:: Extracted entries ::

|---|

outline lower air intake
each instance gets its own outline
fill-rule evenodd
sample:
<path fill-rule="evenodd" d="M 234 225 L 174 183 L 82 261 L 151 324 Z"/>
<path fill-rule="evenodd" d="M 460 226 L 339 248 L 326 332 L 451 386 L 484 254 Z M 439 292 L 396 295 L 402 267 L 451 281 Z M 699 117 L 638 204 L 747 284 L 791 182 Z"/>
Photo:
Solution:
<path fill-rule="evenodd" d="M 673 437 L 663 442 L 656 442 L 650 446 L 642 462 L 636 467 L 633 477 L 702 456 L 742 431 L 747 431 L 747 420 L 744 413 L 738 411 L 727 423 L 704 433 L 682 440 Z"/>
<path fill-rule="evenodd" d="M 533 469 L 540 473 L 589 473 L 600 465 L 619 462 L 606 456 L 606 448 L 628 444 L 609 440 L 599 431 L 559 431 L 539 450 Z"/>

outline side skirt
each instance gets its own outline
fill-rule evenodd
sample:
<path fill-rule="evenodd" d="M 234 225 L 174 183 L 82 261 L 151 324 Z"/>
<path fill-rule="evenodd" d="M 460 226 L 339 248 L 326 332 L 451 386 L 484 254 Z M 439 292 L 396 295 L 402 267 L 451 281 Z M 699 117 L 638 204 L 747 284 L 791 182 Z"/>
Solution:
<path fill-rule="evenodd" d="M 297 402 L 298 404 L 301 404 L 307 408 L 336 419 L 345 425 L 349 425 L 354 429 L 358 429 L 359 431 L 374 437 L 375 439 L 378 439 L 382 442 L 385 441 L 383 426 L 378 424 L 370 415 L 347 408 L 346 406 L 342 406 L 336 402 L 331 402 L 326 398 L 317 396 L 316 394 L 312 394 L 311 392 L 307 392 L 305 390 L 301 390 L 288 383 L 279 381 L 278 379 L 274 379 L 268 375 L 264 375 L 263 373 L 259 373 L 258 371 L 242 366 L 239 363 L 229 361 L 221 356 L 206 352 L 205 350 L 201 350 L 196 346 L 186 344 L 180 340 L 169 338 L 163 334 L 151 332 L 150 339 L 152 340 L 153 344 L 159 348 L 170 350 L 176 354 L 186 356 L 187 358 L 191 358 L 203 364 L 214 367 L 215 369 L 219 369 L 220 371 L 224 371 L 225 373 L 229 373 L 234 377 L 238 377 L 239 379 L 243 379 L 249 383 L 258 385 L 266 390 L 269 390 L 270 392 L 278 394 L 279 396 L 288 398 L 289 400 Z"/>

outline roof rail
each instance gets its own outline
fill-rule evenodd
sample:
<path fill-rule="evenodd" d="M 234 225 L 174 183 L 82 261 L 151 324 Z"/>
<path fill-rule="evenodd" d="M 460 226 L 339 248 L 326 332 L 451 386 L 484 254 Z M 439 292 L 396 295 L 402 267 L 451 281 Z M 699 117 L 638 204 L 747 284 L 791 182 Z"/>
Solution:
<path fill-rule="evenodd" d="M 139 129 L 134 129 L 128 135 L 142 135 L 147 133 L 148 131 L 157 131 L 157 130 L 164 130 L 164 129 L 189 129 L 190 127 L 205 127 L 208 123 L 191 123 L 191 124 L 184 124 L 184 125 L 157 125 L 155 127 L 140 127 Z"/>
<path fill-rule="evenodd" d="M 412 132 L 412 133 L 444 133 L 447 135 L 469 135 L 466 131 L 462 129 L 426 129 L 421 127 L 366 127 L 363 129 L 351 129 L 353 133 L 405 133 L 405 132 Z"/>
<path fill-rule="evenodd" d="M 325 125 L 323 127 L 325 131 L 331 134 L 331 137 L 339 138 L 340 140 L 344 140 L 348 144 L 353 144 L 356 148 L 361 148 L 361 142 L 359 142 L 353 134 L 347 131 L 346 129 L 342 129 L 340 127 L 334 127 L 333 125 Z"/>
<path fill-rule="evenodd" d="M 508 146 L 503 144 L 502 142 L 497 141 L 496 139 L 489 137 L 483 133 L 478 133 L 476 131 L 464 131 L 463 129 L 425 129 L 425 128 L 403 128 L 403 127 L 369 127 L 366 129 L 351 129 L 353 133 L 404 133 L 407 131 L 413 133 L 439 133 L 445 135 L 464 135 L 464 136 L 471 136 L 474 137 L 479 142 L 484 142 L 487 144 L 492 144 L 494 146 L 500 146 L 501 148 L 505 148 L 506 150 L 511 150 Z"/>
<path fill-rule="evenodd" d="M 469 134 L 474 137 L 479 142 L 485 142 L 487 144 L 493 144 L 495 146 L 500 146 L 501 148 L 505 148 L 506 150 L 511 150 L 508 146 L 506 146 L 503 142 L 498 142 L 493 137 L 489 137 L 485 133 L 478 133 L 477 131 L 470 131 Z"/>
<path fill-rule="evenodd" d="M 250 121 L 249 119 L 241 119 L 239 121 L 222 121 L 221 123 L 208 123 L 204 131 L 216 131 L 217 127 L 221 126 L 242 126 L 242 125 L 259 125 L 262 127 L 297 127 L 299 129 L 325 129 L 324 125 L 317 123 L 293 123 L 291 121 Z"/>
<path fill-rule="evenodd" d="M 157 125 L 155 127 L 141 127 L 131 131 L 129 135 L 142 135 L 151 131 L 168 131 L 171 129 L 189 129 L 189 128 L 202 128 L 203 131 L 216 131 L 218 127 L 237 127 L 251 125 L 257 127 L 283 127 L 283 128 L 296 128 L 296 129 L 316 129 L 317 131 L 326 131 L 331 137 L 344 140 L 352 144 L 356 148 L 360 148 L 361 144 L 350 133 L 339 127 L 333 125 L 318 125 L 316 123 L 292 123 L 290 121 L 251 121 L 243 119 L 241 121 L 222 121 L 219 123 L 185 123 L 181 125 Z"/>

|---|

:: The task ::
The entries above should be copied out exactly, with none left out.

:: Output for this exercise ::
outline lower air intake
each instance gets its own outline
fill-rule evenodd
sample:
<path fill-rule="evenodd" d="M 234 225 L 174 183 L 82 261 L 151 324 Z"/>
<path fill-rule="evenodd" d="M 460 226 L 339 248 L 326 332 L 451 386 L 484 254 Z M 439 292 L 396 295 L 402 267 L 451 281 Z M 699 117 L 638 204 L 747 284 L 791 182 Z"/>
Photo:
Solution:
<path fill-rule="evenodd" d="M 673 437 L 663 442 L 656 442 L 650 446 L 642 462 L 636 467 L 633 477 L 702 456 L 742 431 L 747 431 L 747 420 L 744 413 L 738 411 L 727 423 L 704 433 L 682 440 Z"/>
<path fill-rule="evenodd" d="M 533 469 L 540 473 L 589 473 L 600 465 L 619 462 L 606 456 L 606 448 L 628 444 L 609 440 L 599 431 L 559 431 L 539 450 Z"/>

outline side skirt
each instance gets its own outline
fill-rule evenodd
sample:
<path fill-rule="evenodd" d="M 234 225 L 174 183 L 82 261 L 151 324 Z"/>
<path fill-rule="evenodd" d="M 460 226 L 339 248 L 326 332 L 451 386 L 484 254 Z M 439 292 L 396 295 L 402 267 L 451 281 Z M 699 117 L 638 204 L 747 284 L 791 182 Z"/>
Solution:
<path fill-rule="evenodd" d="M 297 402 L 298 404 L 301 404 L 307 408 L 336 419 L 345 425 L 349 425 L 354 429 L 358 429 L 359 431 L 374 437 L 375 439 L 378 439 L 382 442 L 385 441 L 383 426 L 378 424 L 370 415 L 347 408 L 346 406 L 342 406 L 336 402 L 331 402 L 326 398 L 317 396 L 316 394 L 312 394 L 311 392 L 307 392 L 305 390 L 301 390 L 288 383 L 279 381 L 278 379 L 274 379 L 268 375 L 264 375 L 263 373 L 259 373 L 258 371 L 242 366 L 239 363 L 229 361 L 221 356 L 206 352 L 205 350 L 201 350 L 196 346 L 186 344 L 180 340 L 169 338 L 163 334 L 151 332 L 150 339 L 152 340 L 153 344 L 159 348 L 170 350 L 176 354 L 186 356 L 187 358 L 191 358 L 203 364 L 214 367 L 215 369 L 219 369 L 220 371 L 224 371 L 225 373 L 229 373 L 234 377 L 238 377 L 239 379 L 243 379 L 249 383 L 258 385 L 266 390 L 269 390 L 270 392 L 278 394 L 279 396 L 288 398 L 289 400 Z"/>

outline roof rail
each instance gets its own outline
fill-rule evenodd
sample:
<path fill-rule="evenodd" d="M 234 225 L 174 183 L 82 261 L 151 324 Z"/>
<path fill-rule="evenodd" d="M 460 226 L 339 248 L 326 332 L 451 386 L 484 254 Z M 439 292 L 396 295 L 402 267 L 451 281 Z M 699 117 L 638 204 L 747 284 L 791 182 Z"/>
Solution:
<path fill-rule="evenodd" d="M 139 129 L 134 129 L 128 135 L 142 135 L 147 133 L 148 131 L 157 131 L 157 130 L 164 130 L 164 129 L 189 129 L 190 127 L 205 127 L 208 123 L 191 123 L 191 124 L 184 124 L 184 125 L 157 125 L 155 127 L 140 127 Z"/>
<path fill-rule="evenodd" d="M 412 132 L 412 133 L 444 133 L 447 135 L 469 135 L 466 131 L 462 129 L 426 129 L 421 127 L 366 127 L 363 129 L 351 129 L 353 133 L 405 133 L 405 132 Z"/>
<path fill-rule="evenodd" d="M 325 125 L 323 127 L 325 131 L 331 134 L 331 137 L 339 138 L 340 140 L 344 140 L 348 144 L 353 144 L 356 148 L 361 148 L 361 142 L 359 142 L 353 134 L 347 131 L 346 129 L 342 129 L 340 127 L 334 127 L 333 125 Z"/>
<path fill-rule="evenodd" d="M 508 146 L 503 144 L 502 142 L 497 141 L 496 139 L 489 137 L 483 133 L 478 133 L 476 131 L 464 131 L 463 129 L 425 129 L 425 128 L 403 128 L 403 127 L 369 127 L 366 129 L 351 129 L 353 133 L 404 133 L 407 131 L 413 133 L 439 133 L 445 135 L 464 135 L 464 136 L 471 136 L 474 137 L 479 142 L 484 142 L 487 144 L 492 144 L 494 146 L 500 146 L 501 148 L 505 148 L 506 150 L 511 150 Z"/>
<path fill-rule="evenodd" d="M 469 134 L 474 137 L 479 142 L 485 142 L 487 144 L 493 144 L 495 146 L 500 146 L 501 148 L 505 148 L 506 150 L 511 150 L 508 146 L 506 146 L 503 142 L 498 142 L 493 137 L 489 137 L 485 133 L 478 133 L 477 131 L 470 131 Z"/>
<path fill-rule="evenodd" d="M 250 121 L 249 119 L 241 119 L 239 121 L 222 121 L 221 123 L 208 123 L 204 131 L 216 131 L 217 127 L 221 126 L 242 126 L 242 125 L 259 125 L 262 127 L 297 127 L 299 129 L 325 129 L 324 125 L 317 123 L 293 123 L 291 121 Z"/>
<path fill-rule="evenodd" d="M 157 125 L 155 127 L 141 127 L 131 131 L 129 135 L 142 135 L 151 131 L 168 131 L 171 129 L 189 129 L 189 128 L 202 128 L 203 131 L 216 131 L 218 127 L 237 127 L 251 125 L 257 127 L 283 127 L 283 128 L 296 128 L 296 129 L 316 129 L 317 131 L 326 131 L 331 137 L 344 140 L 352 144 L 356 148 L 360 148 L 361 144 L 350 133 L 339 127 L 333 125 L 318 125 L 316 123 L 292 123 L 290 121 L 251 121 L 243 119 L 241 121 L 222 121 L 219 123 L 185 123 L 181 125 Z"/>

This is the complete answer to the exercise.